> _Excerpted passage_
These two characteristics are described in more detail below.

The ESGF Software Stack

A common ESGF Software Stack is deployed at each Node in the federation to provide services for data, metadata and user management. The installation can be configured to install all or part of the available services, depending on the site needs, and possibly to replicate some of the services across multiple servers at the same site. Specifically, the following flavors of ESGF Node can be installed:

  • Data Node: includes services for publishing and serving data, namely:

    • The ESGF Node Manager. The ESGF Node Manager is a web application that mediates the peer-to-peer interaction among all the Nodes in the federation. Its main purpose is create and expose the ESGF Registry, a document that contains critical inter-operability information such as the name and type of each Node, its available services and URL endpoints, its CA certificate, etc.
    • The ESGF Publisher, and associated Postgres relational database. The ESGF Publisher is a desktop application that allows to publish data into a Node. The publishing workflow starts with extracting metadata from files on disk, storing it on the Node database, creating THREDDS XML catalogs and finally publishing the catalogs to the Node publishing service. Postgres is a popular freely available relational database that is used in ESGF to store all metadata harvested from the ESGF publisher, as well as user account information.
    • The Thredds Data Server, configured with the ESGF security filters. The Thredds Data Server (TDS), developed by Unidata, represents the standard mechanism through which an ESGF Node delivers its data to the clients. The TDS includes functionality for serving data in a variety of forms and protocols: full files HTTP download, OpenDAP sub-setting, GIS products via WMS and WCS, etc. The ESGF installation procedure configures the TDS with a set of special ESGF filters that intercept any data request, and enforce the access control policies established for that dataset by interacting with the appropriate ESGF Security Services deployed throughout the federation.
    • The ESGF Security Services. The ESGF Security framework includes functionality for distributed access control throughout the federation. It is composed of client-side components (the access filters and Openid Relying Party) that protect access to the data, and server-side components (the Attribute and Authorization services) that can be queried to gather all necessary information to make an access control decision. The framework supports access both by browsers (via OpenID authentication), and desktop clients and libraries (via X509 certificates).
    • The GridFTP server. The GridFTP server, developed by the Globus alliance, is a high performance protocol for reliable data transfer. It includes a server, deployed on an ESGF Node, and a client-side library that the user must deploy on their desktop.
  • IdP Node: includes services for authenticating users:

    • The OpenID Identity Provider web application. The OpenID Identity Provider (IdP) allows users to register and authenticate with the system, including Single-Sign-On functionality for browser-based access throughout the federation.

> _Directions_
1. Recast the paragraph of the ESGF software stack passage that begins "A common ESGF Software Stack is deployed" as a short bulleted list that keeps its main facts.
2. Summarize the ESGF software stack passage in two sentences.
3. State whether each statement agrees with the ESGF software stack passage, answering yes or no and quoting the deciding words: (a) The Thredds Data Server was developed by Unidata. (b) The ESGF Publisher is a web application. (c) To use GridFTP, users must deploy a client-side library on their desktop.
The lines placed after this passage aren't needed for any of the work.

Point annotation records

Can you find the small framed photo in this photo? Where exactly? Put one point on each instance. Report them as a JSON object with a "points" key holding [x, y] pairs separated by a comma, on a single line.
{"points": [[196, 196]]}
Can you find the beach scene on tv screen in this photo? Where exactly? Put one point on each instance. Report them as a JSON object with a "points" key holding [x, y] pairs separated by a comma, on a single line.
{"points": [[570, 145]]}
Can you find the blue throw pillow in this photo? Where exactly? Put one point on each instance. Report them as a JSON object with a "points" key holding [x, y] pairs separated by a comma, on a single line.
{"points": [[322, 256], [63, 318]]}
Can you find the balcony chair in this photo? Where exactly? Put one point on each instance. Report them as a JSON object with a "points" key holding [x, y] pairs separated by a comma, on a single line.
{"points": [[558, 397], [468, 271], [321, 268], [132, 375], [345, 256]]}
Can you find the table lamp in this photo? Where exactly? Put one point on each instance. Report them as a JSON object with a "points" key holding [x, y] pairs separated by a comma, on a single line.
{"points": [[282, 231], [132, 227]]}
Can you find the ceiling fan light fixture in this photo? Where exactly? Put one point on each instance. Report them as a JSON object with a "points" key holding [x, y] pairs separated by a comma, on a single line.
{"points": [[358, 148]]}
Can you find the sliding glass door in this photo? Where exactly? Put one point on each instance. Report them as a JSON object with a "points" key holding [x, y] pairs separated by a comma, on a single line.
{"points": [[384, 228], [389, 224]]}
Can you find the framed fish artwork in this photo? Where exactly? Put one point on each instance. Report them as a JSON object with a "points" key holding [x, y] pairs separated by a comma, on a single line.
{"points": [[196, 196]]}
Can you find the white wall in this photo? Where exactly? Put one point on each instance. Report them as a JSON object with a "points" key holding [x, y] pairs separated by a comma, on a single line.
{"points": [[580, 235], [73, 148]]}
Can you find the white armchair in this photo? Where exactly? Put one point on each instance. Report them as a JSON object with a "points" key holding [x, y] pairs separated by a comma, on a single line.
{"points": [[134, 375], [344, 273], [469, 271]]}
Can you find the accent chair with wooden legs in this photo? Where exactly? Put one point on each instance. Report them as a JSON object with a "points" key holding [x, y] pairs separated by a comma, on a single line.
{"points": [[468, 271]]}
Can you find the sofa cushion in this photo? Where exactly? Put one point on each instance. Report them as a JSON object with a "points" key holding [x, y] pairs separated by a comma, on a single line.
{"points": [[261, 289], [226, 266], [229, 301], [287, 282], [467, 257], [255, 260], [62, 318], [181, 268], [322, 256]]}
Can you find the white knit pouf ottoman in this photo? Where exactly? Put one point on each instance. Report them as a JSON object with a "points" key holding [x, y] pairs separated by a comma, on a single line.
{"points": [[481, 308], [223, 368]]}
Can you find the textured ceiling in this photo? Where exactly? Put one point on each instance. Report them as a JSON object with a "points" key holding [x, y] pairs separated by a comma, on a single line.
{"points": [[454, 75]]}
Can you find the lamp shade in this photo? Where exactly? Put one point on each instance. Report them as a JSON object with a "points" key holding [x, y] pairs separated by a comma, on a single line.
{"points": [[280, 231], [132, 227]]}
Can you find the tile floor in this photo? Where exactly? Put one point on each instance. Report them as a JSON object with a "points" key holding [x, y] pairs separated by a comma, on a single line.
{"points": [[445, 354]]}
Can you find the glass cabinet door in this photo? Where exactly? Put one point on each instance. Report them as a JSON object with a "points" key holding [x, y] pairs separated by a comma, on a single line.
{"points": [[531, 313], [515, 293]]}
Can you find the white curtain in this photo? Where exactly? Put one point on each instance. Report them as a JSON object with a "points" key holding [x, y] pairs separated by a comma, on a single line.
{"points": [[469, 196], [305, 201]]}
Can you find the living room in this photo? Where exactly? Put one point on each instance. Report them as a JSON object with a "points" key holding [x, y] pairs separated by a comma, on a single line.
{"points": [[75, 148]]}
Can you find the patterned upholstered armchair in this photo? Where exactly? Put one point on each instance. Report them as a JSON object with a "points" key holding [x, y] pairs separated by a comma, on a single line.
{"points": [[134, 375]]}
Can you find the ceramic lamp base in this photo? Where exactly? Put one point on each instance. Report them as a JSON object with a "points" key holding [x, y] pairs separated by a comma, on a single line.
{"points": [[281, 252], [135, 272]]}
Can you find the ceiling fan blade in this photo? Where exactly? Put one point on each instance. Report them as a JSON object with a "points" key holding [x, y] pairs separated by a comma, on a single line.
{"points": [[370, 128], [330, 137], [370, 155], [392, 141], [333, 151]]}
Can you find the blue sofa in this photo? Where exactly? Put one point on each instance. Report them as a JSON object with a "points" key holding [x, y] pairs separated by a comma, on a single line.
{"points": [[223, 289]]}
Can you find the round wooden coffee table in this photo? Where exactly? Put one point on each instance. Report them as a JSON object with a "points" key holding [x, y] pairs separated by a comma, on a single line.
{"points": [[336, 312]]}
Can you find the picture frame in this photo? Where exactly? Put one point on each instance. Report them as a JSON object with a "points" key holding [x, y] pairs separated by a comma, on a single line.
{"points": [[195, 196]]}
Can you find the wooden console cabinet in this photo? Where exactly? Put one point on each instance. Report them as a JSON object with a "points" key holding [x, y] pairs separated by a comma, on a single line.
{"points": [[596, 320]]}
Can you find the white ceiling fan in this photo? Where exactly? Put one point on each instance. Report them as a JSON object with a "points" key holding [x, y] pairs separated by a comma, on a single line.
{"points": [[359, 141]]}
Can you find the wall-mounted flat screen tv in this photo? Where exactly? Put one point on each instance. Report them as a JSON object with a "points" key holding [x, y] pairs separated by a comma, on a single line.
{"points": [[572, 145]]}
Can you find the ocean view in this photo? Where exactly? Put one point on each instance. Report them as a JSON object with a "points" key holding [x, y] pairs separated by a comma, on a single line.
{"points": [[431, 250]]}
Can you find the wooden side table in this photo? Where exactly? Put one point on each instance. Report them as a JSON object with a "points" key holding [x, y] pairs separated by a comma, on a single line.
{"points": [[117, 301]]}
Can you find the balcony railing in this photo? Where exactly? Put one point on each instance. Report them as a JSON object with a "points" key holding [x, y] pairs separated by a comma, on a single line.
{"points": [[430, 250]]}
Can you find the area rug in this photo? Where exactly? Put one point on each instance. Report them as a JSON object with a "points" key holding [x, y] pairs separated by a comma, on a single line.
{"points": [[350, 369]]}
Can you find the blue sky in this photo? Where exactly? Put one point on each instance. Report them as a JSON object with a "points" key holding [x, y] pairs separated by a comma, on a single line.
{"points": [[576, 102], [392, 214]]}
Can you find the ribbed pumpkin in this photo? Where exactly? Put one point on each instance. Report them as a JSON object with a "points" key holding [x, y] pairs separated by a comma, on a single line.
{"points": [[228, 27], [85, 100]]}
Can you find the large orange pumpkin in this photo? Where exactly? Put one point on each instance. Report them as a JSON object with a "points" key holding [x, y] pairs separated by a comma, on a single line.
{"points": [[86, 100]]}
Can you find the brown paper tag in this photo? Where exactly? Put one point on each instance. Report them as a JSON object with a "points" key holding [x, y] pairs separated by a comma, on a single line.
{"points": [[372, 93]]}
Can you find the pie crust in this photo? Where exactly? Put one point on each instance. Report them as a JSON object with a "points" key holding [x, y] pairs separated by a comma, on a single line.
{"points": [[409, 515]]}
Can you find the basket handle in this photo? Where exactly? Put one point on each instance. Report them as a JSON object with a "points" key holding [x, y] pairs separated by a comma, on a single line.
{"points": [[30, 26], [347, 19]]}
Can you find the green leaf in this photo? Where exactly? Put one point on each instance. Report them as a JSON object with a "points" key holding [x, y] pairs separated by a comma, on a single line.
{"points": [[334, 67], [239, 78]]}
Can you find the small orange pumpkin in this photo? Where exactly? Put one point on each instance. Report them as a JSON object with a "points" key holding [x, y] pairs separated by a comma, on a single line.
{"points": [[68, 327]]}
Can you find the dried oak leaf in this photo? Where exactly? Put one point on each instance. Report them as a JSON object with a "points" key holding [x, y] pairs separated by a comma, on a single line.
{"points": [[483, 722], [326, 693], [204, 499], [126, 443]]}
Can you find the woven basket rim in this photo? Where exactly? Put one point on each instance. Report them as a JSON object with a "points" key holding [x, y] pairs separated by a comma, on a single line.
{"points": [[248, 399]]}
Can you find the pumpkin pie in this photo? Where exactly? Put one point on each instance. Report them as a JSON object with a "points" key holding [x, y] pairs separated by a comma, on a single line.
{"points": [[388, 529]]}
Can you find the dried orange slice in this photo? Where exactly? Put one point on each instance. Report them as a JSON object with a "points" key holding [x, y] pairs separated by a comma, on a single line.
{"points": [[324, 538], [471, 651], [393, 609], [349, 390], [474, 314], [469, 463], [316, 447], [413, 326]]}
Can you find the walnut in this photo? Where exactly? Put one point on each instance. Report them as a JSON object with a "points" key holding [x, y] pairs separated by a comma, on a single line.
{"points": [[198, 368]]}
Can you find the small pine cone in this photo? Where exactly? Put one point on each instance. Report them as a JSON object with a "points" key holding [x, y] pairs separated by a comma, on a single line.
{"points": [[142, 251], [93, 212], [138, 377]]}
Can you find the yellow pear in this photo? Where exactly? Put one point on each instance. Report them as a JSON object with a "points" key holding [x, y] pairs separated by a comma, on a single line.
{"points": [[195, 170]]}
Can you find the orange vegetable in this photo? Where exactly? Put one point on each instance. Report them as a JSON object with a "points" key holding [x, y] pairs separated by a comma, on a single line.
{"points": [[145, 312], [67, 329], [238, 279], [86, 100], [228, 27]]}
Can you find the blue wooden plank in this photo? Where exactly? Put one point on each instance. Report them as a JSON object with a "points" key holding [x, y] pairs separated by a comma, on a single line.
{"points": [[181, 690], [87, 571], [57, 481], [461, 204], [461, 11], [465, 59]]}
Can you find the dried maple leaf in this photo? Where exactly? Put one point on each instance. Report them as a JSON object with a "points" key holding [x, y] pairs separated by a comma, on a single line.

> _Task-by-task solutions_
1.
- The same ESGF Software Stack is deployed at every Node in the federation.
- It provides services for data, metadata and user management.
- An installation can include all or only part of the available services, depending on the site's needs.
- Some services may be replicated across several servers at the same site.
- Different flavors of ESGF Node can be installed.

2. A common ESGF Software Stack is deployed at each Node in the federation to provide services for data, metadata and user management, and an installation can include all or part of those services. A Data Node includes the Node Manager, the Publisher with its Postgres database, the Thredds Data Server with ESGF security filters, the Security Services and the GridFTP server, and an IdP Node includes the OpenID Identity Provider for authenticating users.

3.
(a) Yes: "The Thredds Data Server (TDS), developed by Unidata"
(b) No: "The ESGF Publisher is a desktop application"
(c) Yes: "a client-side library that the user must deploy on their desktop"